-- Start of Dataset extract --

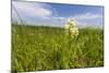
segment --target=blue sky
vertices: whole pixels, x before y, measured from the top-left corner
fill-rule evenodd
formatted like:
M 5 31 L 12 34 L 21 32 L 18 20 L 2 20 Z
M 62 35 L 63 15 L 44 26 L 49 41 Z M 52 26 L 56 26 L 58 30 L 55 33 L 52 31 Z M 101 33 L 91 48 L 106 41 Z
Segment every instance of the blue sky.
M 69 17 L 77 23 L 77 26 L 102 26 L 104 7 L 44 3 L 44 2 L 12 2 L 12 19 L 19 20 L 17 13 L 29 25 L 60 26 L 63 27 Z

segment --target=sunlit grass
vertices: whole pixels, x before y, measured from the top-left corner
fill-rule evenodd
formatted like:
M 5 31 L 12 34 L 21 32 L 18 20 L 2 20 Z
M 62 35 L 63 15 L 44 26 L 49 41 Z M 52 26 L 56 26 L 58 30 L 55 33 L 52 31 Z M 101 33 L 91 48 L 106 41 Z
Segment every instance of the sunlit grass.
M 12 24 L 12 71 L 104 65 L 104 29 L 84 27 L 75 39 L 64 28 Z

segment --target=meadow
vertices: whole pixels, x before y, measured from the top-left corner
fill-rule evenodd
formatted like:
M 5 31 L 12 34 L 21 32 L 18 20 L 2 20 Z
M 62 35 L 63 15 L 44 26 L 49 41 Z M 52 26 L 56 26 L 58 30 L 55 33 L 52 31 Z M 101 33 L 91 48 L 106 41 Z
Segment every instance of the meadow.
M 83 27 L 74 39 L 64 28 L 12 24 L 12 71 L 104 66 L 104 29 Z

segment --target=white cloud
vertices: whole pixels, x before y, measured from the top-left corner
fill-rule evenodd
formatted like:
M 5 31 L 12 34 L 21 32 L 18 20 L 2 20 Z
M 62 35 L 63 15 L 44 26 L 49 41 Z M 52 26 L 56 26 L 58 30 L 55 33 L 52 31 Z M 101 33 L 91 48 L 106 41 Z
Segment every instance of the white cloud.
M 77 14 L 73 16 L 73 19 L 75 20 L 94 20 L 101 17 L 102 17 L 101 14 L 93 14 L 93 13 Z
M 16 10 L 23 15 L 31 17 L 48 17 L 52 14 L 51 10 L 44 8 L 46 4 L 35 2 L 12 2 Z
M 102 26 L 104 25 L 102 14 L 82 13 L 71 17 L 76 21 L 78 26 Z

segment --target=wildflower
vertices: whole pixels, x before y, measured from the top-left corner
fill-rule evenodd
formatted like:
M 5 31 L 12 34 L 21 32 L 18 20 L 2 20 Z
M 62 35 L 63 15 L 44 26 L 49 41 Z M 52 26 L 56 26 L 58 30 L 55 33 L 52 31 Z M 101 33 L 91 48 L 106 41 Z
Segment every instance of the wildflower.
M 65 31 L 66 34 L 70 35 L 72 38 L 78 35 L 78 28 L 76 27 L 74 20 L 68 20 L 68 24 L 65 24 Z

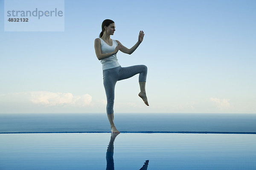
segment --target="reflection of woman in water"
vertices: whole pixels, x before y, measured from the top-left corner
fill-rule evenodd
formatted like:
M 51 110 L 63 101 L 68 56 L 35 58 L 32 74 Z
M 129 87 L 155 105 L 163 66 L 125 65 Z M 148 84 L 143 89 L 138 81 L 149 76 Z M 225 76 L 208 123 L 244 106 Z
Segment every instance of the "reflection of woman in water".
M 140 31 L 138 41 L 131 48 L 128 49 L 120 42 L 110 38 L 116 31 L 115 23 L 111 20 L 105 20 L 102 25 L 102 31 L 94 41 L 94 48 L 97 57 L 102 65 L 103 84 L 107 96 L 107 114 L 110 123 L 111 131 L 120 133 L 114 124 L 114 105 L 115 86 L 117 81 L 126 79 L 140 74 L 139 83 L 140 92 L 139 96 L 148 106 L 145 89 L 147 68 L 145 65 L 137 65 L 122 67 L 117 61 L 116 53 L 119 50 L 124 53 L 131 54 L 142 42 L 143 31 Z
M 114 159 L 113 155 L 114 154 L 114 141 L 117 135 L 119 133 L 111 133 L 110 141 L 108 146 L 107 153 L 106 153 L 106 159 L 107 160 L 107 168 L 106 170 L 114 170 Z M 142 167 L 139 170 L 147 170 L 148 169 L 148 164 L 149 160 L 147 160 L 144 163 L 144 164 Z

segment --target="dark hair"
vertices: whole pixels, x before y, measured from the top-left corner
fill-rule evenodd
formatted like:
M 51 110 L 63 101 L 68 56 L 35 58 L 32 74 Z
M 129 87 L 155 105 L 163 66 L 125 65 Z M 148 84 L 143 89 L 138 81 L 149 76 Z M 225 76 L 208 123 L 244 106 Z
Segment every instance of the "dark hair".
M 111 20 L 109 20 L 108 19 L 104 20 L 103 22 L 102 22 L 102 31 L 99 34 L 99 37 L 102 37 L 102 35 L 103 35 L 103 33 L 104 33 L 104 31 L 105 30 L 105 29 L 104 28 L 104 26 L 108 27 L 110 24 L 112 24 L 112 23 L 115 23 L 115 22 Z

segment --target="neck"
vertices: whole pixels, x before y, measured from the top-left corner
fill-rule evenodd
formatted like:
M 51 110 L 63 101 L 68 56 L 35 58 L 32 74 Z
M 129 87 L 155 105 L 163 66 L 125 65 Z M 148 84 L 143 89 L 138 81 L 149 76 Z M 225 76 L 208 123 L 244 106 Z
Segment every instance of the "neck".
M 105 34 L 105 33 L 106 33 L 106 32 L 104 32 L 104 33 L 103 33 L 103 35 L 102 35 L 102 37 L 101 38 L 103 40 L 110 40 L 110 35 Z

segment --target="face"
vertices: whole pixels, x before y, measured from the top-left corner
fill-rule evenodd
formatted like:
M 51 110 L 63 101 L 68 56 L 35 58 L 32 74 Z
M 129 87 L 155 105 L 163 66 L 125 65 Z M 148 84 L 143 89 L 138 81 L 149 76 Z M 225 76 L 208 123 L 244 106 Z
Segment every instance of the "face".
M 109 24 L 108 27 L 105 26 L 104 27 L 108 34 L 110 35 L 114 34 L 114 32 L 116 31 L 116 26 L 114 23 Z

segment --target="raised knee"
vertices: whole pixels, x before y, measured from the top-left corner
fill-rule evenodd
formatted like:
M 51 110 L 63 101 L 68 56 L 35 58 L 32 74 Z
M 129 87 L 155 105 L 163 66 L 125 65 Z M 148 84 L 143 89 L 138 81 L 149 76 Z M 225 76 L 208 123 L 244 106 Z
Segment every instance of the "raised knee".
M 143 69 L 144 70 L 145 70 L 146 71 L 148 71 L 148 67 L 146 65 L 142 65 L 143 66 Z

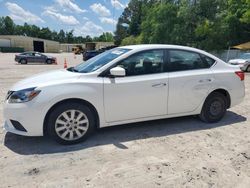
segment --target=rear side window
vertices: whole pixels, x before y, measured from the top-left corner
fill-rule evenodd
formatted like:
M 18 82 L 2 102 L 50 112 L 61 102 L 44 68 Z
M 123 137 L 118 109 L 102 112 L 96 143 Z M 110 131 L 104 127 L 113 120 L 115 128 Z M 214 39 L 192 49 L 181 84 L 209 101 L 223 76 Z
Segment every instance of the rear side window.
M 205 60 L 205 58 L 201 58 L 200 54 L 195 52 L 169 50 L 168 70 L 171 72 L 209 68 L 210 64 L 212 64 L 212 61 L 209 59 Z
M 204 59 L 204 61 L 209 65 L 209 67 L 211 67 L 214 63 L 215 63 L 215 60 L 210 58 L 210 57 L 207 57 L 205 55 L 202 55 L 202 58 Z

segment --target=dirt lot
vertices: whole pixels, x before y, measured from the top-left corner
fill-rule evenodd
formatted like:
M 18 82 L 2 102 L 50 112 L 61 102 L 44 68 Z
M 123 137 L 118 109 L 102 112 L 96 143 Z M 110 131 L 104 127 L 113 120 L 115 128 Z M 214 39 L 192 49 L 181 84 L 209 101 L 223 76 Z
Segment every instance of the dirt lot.
M 1 125 L 12 84 L 82 58 L 53 55 L 59 65 L 16 65 L 14 54 L 0 53 Z M 250 187 L 249 88 L 247 75 L 244 102 L 216 124 L 184 117 L 123 125 L 74 146 L 1 129 L 0 187 Z

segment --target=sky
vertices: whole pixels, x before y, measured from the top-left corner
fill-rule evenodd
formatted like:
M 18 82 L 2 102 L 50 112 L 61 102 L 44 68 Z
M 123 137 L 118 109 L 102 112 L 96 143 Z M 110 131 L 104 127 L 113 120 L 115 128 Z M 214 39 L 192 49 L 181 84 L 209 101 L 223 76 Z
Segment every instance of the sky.
M 0 16 L 16 24 L 74 30 L 75 36 L 113 32 L 129 0 L 0 0 Z

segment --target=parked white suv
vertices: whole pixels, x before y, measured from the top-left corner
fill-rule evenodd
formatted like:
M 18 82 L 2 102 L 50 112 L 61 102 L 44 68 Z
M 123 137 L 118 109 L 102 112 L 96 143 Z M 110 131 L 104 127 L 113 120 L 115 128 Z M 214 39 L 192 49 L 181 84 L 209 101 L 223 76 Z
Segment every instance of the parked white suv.
M 4 127 L 72 144 L 118 124 L 196 114 L 217 122 L 243 100 L 243 80 L 238 67 L 198 49 L 124 46 L 18 82 L 4 104 Z

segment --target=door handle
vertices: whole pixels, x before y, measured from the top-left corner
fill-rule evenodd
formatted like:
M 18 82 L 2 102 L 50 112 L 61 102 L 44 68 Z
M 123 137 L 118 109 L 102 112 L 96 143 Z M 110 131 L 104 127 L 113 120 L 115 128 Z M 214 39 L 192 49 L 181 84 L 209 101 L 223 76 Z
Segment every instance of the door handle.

-- End of Dataset extract --

**Short task**
Rewrite the stretch of the listing from its start through the line containing "M 69 17 L 77", swapping "blue sky" for "clear sky" and keeping everything else the same. Leave the pictures out of your answer.

**Task answer**
segment --target=clear sky
vertices: whole pixels, x before y, measured from the top-left corner
fill-rule evenodd
formatted like:
M 5 31 L 12 34 L 21 32 L 18 20 L 2 20 Z
M 62 35 L 63 15 L 44 26 L 49 41 Z M 52 26 L 56 26 L 58 30 L 55 33 L 52 31 Z M 101 33 L 91 48 L 106 41 Z
Segment every instance of the clear sky.
M 69 17 L 77 23 L 77 26 L 102 26 L 104 7 L 44 3 L 44 2 L 12 2 L 12 19 L 19 20 L 17 13 L 29 25 L 60 26 L 63 27 Z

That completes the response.